Records from a collection
+ + +

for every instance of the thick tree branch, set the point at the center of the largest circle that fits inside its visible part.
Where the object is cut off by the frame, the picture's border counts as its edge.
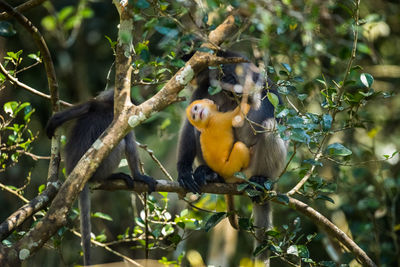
(26, 211)
(220, 188)
(10, 257)
(27, 87)
(21, 8)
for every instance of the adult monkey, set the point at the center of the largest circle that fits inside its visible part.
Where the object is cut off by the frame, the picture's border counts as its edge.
(92, 118)
(268, 149)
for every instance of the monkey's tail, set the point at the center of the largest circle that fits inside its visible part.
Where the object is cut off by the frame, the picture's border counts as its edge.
(230, 207)
(84, 206)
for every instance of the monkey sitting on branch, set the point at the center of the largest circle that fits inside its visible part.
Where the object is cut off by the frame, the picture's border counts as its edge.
(220, 152)
(92, 119)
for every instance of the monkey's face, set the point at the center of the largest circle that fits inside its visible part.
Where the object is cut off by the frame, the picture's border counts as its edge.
(199, 111)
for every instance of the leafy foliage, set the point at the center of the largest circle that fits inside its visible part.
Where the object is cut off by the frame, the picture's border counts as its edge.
(341, 124)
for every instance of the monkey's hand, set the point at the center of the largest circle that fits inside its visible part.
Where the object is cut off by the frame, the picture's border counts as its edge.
(186, 180)
(204, 174)
(151, 183)
(259, 180)
(53, 124)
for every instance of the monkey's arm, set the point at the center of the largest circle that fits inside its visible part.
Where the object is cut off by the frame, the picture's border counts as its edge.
(238, 159)
(132, 157)
(239, 113)
(186, 154)
(63, 116)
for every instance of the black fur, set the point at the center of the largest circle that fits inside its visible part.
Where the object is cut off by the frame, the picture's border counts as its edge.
(92, 118)
(268, 149)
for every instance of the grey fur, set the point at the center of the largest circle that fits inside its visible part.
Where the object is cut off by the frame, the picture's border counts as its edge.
(92, 118)
(269, 150)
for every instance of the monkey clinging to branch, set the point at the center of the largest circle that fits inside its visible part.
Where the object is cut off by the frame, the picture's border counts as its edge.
(220, 152)
(92, 118)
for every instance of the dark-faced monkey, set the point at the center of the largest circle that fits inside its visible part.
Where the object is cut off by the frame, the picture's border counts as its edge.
(92, 118)
(268, 150)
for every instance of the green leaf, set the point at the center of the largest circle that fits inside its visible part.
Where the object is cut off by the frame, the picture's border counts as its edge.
(302, 97)
(367, 79)
(269, 185)
(300, 135)
(260, 249)
(337, 149)
(206, 50)
(101, 238)
(35, 57)
(287, 67)
(327, 263)
(167, 230)
(272, 233)
(283, 90)
(102, 216)
(175, 239)
(298, 79)
(41, 188)
(240, 175)
(214, 220)
(303, 251)
(292, 250)
(10, 107)
(49, 23)
(245, 224)
(326, 122)
(283, 113)
(65, 13)
(323, 197)
(213, 90)
(273, 98)
(7, 29)
(253, 193)
(283, 199)
(142, 4)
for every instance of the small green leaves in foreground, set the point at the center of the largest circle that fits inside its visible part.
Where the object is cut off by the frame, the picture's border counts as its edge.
(7, 29)
(337, 149)
(214, 220)
(367, 79)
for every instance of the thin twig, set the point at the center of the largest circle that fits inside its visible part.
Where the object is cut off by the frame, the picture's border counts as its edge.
(151, 153)
(290, 160)
(28, 67)
(146, 227)
(4, 187)
(27, 87)
(109, 249)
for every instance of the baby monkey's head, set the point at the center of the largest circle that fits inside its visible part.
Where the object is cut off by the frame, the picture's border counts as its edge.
(199, 112)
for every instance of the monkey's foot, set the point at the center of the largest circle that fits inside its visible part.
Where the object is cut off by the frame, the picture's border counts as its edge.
(258, 180)
(204, 174)
(151, 183)
(186, 179)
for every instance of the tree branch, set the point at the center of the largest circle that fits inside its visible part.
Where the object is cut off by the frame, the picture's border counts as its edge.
(27, 87)
(21, 8)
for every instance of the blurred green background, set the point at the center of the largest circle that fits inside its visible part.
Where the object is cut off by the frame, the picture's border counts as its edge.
(314, 38)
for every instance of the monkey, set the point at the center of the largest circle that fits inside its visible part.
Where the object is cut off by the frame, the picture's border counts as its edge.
(268, 149)
(220, 152)
(92, 118)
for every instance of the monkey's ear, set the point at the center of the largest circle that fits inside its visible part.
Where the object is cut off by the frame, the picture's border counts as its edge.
(208, 101)
(186, 57)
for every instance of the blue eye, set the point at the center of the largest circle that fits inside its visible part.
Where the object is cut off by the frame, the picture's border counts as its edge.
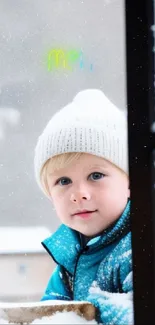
(97, 175)
(63, 181)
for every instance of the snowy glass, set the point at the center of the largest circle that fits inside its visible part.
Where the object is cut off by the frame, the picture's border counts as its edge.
(50, 50)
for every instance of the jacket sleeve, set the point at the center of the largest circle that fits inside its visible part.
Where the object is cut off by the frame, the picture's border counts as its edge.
(59, 286)
(114, 308)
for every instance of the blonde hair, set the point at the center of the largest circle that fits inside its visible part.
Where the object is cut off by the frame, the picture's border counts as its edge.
(56, 163)
(61, 161)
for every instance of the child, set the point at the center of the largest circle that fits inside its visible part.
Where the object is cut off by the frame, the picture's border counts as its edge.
(81, 164)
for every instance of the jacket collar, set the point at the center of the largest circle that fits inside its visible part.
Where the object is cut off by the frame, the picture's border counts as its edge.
(65, 244)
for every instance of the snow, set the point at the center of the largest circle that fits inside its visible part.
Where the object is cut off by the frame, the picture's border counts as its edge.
(58, 318)
(29, 238)
(9, 116)
(64, 317)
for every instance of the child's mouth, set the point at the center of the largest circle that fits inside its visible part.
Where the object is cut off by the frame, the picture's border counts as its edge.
(85, 214)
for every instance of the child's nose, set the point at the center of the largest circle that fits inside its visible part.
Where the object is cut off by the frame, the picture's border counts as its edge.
(79, 196)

+ + +

[Instructions to follow] Find "child" in the preceding records. Copy each line that holds it.

[Response]
for every instance of the child, set the point at the center of the largest circle that fits inside its visible part.
for every instance of the child's mouth, set the point at the center of the largest circle that fits inside its visible part.
for every instance of the child's nose, set the point at the center of the largest circle that fits inside its visible part.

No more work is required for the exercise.